▶ **TEXT FOR ANALYSIS**:
━━━━━━━━

Dr. Kaushik Dave: The key point here is that our technology replaces radiation that goes to all over the body with radiation that is specifically directed to cancer cells. So you can say that despite increasing the total amount of radiation given to the patients, we are actually significantly decreasing the amount of radiation that goes to healthy tissues. In other words, we hit the cancer cells much harder and the rest of the patient's healthy tissues much softer than any other treatment does.
Male Speaker: Thank you, and a couple more questions just came in. “How long will it take after the approval for you to be able to manufacture and sell on a commercial scale and meet the commercial quality requirements?”
Dr. Kaushik Dave: This is a very interesting and exciting question, because this is where the Company would like to head to, and it is very important for us to get the product to the patient as soon as possible. We want to save lives, and so we should be in a position to supply the product shortly after approval. We will be developing commercial manufacturing processes and quality systems to provide products for the Phase 3 trial, so once we start the trial, the necessary processes and manufacturing supply chain will have been established. As a consequence, upon approval, we can quickly supply the product to the patients who really need this medication, and so we can start saving lives shortly after the product is approved.
Male Speaker: Thanks, and “Actinium is a small Company. How will you build the capability to sell by 2016, which is just over two years away?”
Dr. Kaushik Dave: Right, this is another great question, something we look forward to, because this is what is important from a perspective of getting a product to the marketplace. Just to give you some insight into the bone marrow transplant market, which is rather unique, as I indicated before, this is a highly-concentrated market, and so we would not need to build a huge sales force and/or even develop significant infrastructure capability to supply the product to the market. There are a limited number of centers that perform bulk of the BMT performance, and so we have already had a lot of context within these existing centers, and that's what we will continue building upon.

━━━━━━━━

▶ **DATASET RECORDS**:

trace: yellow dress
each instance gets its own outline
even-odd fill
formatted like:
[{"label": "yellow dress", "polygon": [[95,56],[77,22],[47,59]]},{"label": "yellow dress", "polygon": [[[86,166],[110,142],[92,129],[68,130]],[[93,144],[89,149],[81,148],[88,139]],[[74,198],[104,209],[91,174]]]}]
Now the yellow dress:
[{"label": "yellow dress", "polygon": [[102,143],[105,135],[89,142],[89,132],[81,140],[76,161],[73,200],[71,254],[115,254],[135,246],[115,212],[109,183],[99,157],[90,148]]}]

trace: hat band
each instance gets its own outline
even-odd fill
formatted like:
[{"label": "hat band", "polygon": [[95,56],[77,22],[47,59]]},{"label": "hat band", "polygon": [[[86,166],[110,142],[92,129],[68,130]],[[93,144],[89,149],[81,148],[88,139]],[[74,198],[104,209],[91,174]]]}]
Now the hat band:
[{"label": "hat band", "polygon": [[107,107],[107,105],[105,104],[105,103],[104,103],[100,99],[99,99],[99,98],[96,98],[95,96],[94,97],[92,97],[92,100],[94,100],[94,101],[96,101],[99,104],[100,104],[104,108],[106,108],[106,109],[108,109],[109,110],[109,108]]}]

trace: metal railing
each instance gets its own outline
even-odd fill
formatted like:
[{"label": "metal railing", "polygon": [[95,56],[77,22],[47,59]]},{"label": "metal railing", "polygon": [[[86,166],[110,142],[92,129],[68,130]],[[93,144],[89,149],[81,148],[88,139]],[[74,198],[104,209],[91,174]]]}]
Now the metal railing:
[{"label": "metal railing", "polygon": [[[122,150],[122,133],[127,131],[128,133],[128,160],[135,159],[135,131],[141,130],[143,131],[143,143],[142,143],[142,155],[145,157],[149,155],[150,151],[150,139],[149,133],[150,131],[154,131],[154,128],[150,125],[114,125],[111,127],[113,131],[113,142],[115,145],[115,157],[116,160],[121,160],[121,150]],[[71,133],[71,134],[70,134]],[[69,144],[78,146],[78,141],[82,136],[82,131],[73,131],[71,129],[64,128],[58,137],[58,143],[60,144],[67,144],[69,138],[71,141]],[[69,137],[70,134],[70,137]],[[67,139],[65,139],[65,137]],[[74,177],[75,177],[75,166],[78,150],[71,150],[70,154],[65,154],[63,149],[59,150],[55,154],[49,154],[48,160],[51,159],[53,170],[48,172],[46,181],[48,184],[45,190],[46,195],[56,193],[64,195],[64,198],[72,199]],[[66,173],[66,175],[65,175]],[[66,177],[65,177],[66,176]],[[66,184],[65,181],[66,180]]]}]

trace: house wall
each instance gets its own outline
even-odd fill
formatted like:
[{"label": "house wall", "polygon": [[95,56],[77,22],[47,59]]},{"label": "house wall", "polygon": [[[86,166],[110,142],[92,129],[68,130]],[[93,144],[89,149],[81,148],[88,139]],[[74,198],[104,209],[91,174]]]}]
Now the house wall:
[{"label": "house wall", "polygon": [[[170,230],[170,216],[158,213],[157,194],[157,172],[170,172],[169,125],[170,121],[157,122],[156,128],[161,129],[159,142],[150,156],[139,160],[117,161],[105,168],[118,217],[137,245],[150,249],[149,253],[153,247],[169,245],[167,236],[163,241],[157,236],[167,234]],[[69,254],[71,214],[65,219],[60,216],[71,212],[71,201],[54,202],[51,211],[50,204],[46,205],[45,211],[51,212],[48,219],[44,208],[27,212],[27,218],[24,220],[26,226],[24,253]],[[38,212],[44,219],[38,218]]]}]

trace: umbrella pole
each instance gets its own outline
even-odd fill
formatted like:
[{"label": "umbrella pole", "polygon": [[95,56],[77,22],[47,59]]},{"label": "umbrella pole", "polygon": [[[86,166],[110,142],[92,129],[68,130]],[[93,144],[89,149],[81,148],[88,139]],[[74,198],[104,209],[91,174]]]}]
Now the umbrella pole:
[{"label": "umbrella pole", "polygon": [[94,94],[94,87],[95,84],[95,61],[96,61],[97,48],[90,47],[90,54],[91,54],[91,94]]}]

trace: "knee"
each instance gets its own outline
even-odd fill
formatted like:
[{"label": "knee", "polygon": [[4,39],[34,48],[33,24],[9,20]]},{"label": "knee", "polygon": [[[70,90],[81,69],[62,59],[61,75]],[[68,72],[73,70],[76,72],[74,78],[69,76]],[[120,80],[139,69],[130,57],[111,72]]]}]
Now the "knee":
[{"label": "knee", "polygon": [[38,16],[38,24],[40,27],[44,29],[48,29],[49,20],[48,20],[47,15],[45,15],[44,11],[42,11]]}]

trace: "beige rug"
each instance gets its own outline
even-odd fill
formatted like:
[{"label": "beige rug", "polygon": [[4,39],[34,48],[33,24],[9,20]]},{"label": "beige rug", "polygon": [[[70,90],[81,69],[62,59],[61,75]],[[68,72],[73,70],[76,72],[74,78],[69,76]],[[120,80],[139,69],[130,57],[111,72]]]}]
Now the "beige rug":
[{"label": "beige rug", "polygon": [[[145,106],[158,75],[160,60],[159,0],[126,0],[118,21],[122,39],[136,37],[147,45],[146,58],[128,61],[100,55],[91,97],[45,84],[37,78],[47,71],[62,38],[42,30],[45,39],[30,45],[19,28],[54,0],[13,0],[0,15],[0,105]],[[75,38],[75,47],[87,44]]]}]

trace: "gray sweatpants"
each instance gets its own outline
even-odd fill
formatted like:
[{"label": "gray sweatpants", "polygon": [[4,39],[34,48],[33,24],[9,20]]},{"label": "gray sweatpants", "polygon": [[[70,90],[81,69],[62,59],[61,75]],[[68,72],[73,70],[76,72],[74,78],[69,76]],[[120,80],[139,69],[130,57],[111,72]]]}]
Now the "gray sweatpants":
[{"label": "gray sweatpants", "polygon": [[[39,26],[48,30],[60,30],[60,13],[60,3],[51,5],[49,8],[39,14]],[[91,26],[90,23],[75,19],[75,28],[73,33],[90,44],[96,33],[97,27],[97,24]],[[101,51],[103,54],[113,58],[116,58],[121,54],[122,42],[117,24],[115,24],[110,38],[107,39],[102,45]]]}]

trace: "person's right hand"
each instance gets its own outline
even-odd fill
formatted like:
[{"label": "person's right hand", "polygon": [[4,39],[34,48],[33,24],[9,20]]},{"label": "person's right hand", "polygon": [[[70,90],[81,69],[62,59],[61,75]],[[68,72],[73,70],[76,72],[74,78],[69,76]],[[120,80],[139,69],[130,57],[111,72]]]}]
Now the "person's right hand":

━━━━━━━━

▶ **TASK ITEM A**: In the Actinium call transcript, why does Dr. Kaushik Dave say the company would not need a huge sales force?
▶ **TASK ITEM B**: Continue the Actinium call transcript from its last line.

▶ **TASK ANSWER A**: The bone marrow transplant market is highly concentrated, with a limited number of centers performing the bulk of transplants.

▶ **TASK ANSWER B**:
By the way, bone marrow transplant procedures are the fastest-growing hospital procedures, and so this is what a small company like Actinium is really excited to look forward to and the opportunity to market this product. This is a luxury which is not accorded to many other small biotech companies. We believe this will allow us to forward integrate into a commercial organization. By the way, in my previous experience at another small company, I was part of a team which just did that.
Operator: Thank you. Ladies and gentlemen, as a reminder, there are three ways for you to ask a question at this time: via email at email@example.com; through the Ask a Question button on the webcast viewing page; or you may press star, one on your telephone keypad at this time. We'll pause a moment to allow for any further questions.
Thank you. There are no further questions at this time. I would like to turn the call back over to Dr. Dave for any closing comments.
Dr. Kaushik Dave: Thanks, Operator. Thank you all for listening to today's Actinium Corporate Update. We look forward to updating you on a regular basis on our progress. If you have any follow-up questions or comments, please call me at (646) 459-4201. This completes today's call. Thank you all.
Operator: Thank you. This concludes today's teleconference. You may disconnect your lines at this time. Thank you for your participation.